§ WORK INSTRUCTION: Restate word for word each line of the data, starting at the one containing "Practice. For this step, pick out the cactus arm" and running through the last.

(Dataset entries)
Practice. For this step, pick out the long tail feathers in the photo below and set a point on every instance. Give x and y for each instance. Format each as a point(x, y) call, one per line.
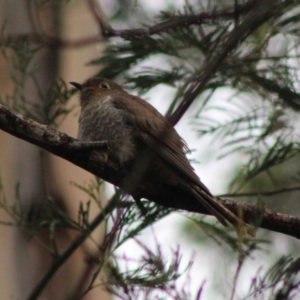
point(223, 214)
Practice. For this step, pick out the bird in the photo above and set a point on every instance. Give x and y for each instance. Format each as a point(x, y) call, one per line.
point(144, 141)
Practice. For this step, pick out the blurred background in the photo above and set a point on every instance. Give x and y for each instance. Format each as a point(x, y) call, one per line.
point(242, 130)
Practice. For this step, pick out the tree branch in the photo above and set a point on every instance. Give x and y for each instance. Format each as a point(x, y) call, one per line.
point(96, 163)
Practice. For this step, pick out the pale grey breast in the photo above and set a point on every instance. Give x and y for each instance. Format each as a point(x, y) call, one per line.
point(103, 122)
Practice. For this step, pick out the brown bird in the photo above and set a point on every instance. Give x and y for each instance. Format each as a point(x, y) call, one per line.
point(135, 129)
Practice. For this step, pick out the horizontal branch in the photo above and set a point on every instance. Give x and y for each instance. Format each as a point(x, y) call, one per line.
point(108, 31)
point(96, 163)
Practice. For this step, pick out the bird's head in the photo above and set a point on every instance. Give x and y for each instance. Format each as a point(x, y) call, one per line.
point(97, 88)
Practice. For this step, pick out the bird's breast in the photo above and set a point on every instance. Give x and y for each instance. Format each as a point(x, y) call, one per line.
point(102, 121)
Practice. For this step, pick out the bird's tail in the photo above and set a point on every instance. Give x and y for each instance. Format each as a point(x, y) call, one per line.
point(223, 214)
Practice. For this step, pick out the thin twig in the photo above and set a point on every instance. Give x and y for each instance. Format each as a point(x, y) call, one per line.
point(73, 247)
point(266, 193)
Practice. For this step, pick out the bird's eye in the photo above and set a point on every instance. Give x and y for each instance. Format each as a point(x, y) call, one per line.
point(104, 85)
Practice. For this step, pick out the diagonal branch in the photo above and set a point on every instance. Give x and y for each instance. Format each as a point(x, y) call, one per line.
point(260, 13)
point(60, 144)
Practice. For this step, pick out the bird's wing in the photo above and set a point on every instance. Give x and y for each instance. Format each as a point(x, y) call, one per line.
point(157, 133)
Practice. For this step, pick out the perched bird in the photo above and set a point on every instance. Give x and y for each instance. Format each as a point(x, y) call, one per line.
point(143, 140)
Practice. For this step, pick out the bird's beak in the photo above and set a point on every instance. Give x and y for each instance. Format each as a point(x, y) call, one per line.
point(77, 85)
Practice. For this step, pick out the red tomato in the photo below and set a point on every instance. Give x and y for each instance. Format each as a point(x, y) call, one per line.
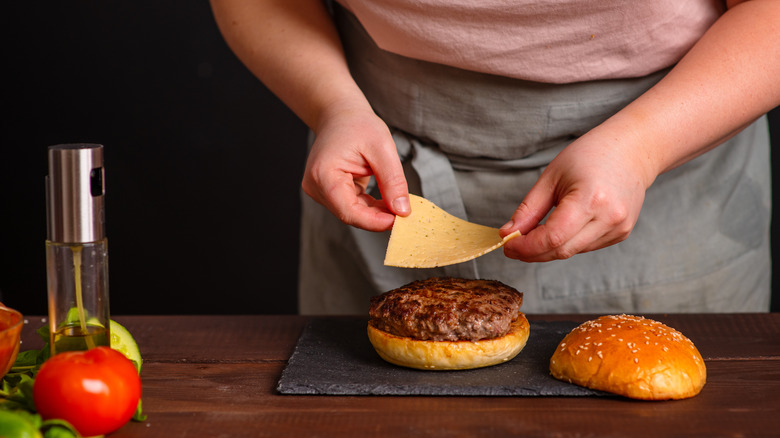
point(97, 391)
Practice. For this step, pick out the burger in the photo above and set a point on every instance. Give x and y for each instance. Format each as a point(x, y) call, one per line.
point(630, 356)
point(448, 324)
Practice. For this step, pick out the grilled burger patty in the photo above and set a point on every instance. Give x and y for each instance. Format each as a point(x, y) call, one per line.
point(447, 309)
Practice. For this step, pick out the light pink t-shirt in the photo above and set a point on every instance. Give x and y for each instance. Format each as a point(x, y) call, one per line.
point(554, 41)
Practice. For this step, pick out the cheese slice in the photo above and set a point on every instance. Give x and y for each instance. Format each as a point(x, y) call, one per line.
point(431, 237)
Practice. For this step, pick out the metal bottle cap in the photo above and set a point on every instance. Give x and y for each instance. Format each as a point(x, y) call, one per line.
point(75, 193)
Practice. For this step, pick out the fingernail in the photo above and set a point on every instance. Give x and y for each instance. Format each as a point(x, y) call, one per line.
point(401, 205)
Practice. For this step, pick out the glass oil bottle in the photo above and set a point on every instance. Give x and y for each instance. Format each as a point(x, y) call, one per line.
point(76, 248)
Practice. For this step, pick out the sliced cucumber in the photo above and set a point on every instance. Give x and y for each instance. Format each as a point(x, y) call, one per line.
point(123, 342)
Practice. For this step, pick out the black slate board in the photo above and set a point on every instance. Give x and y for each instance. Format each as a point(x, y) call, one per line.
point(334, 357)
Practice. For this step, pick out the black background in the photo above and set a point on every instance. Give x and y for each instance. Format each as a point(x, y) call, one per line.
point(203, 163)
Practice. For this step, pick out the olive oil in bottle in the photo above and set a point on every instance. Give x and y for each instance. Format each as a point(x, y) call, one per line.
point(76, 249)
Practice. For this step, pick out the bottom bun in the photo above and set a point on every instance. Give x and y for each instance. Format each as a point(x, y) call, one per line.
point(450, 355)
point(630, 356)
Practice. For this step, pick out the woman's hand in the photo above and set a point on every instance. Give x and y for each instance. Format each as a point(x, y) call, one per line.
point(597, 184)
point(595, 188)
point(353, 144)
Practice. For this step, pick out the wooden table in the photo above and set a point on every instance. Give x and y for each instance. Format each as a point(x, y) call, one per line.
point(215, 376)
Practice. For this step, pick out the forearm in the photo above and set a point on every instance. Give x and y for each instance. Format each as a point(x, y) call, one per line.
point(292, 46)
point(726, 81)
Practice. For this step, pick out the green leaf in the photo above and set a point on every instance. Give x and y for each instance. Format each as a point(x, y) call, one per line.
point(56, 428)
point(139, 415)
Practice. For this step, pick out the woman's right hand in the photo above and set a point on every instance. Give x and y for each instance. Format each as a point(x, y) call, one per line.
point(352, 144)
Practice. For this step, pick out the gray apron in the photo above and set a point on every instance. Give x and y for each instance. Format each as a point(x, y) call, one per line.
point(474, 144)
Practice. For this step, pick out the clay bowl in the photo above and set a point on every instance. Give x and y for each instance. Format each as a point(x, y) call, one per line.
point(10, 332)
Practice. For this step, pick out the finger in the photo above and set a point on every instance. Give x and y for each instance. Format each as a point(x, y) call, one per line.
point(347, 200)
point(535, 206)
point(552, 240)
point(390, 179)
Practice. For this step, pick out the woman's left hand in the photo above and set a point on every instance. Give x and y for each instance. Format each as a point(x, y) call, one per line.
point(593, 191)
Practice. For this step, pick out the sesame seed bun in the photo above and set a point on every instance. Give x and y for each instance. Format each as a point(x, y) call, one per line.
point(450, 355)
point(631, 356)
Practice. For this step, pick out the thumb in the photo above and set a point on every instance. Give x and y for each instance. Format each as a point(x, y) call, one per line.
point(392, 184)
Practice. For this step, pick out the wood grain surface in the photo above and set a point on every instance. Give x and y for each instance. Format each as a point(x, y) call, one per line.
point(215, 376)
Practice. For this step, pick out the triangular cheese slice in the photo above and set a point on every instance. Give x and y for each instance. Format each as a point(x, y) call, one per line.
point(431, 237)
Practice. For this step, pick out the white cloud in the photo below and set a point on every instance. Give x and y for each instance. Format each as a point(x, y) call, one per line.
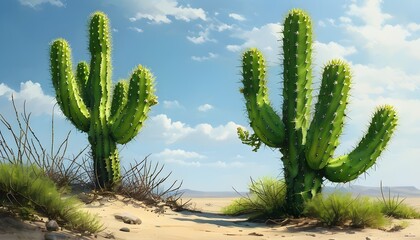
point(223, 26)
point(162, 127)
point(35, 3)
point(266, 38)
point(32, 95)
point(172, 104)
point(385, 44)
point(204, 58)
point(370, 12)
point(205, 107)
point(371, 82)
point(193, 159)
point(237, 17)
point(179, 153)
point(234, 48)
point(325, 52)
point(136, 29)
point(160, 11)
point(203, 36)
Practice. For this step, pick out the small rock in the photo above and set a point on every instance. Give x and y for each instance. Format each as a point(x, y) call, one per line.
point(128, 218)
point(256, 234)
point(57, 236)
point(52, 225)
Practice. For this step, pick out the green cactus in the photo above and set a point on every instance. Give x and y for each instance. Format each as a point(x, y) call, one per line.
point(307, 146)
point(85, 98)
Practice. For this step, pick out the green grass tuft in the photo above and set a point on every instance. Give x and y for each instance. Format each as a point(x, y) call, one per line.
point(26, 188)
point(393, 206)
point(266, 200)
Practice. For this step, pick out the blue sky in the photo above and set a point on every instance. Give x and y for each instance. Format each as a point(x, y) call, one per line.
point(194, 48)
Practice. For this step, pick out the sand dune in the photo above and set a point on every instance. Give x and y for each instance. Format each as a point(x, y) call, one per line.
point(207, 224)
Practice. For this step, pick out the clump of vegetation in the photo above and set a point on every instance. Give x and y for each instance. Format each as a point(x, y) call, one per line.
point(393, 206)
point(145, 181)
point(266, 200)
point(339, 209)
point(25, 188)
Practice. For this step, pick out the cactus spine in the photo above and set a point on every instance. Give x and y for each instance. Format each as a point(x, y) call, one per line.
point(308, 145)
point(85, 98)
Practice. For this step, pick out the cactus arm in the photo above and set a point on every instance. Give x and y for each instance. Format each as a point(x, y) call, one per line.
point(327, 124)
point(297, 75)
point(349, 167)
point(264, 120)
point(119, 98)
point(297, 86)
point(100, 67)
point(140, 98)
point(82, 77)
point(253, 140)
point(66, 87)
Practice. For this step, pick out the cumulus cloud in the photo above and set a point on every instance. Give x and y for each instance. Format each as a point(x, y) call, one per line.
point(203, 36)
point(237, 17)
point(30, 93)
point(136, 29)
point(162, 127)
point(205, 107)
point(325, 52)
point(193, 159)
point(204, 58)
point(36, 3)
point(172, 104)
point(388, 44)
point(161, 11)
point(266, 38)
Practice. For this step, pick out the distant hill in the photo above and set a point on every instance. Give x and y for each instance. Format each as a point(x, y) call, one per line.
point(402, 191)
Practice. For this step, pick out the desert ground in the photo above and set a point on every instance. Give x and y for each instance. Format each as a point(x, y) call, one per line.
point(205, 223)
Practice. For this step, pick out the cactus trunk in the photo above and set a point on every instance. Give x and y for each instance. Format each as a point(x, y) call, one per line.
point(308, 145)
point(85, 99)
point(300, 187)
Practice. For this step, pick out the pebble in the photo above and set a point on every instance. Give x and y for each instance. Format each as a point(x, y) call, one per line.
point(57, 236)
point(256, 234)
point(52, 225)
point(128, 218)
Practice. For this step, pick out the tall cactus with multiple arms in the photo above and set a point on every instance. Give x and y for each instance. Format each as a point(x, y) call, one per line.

§ ANSWER TO THE PROBLEM:
Practice. For this step, pick out the cactus arm in the photo above and set a point on every instance. Give x and y for each instance. Format each as a point(x, y) call, one per line.
point(327, 124)
point(297, 75)
point(349, 167)
point(264, 120)
point(119, 98)
point(297, 86)
point(100, 67)
point(140, 98)
point(82, 77)
point(253, 140)
point(66, 87)
Practice. For this step, pick out the cumulus cloud in the photo above and set a point on every instance. Give x and y for each instance. Format each as a point(x, y) call, one per line.
point(203, 36)
point(237, 17)
point(30, 93)
point(136, 29)
point(162, 127)
point(205, 107)
point(325, 52)
point(193, 159)
point(204, 58)
point(36, 3)
point(172, 104)
point(388, 44)
point(161, 11)
point(266, 38)
Practice. For this step, pick out the distant hill in the photo above and set a point on every instance. Give x and y for each instance. Format each as a point(x, y) call, one per line.
point(402, 191)
Practice. For this step, pick out the desert ground in the photo above and set a point on every instance. Give x and y for each instance. Format each as a point(x, y) call, one per line.
point(205, 223)
Practice. For this step, pick out the cactus trunk in the photo above and set a point on every instance. Give x and y for each instance. Format each as a point(x, y) call, one per line.
point(308, 145)
point(85, 99)
point(300, 187)
Practice. For this step, pick out the pebble in the photo above and set a point on every instance. Give x and y for each instance. Format each as a point(x, y) call, one per line.
point(57, 236)
point(256, 234)
point(52, 225)
point(128, 218)
Practice. For this step, pick out the tall cactus with multiple arms in the photo above and set a point on every instance. Give x and y for each instance. Format each as a point(x, y) call, one per line.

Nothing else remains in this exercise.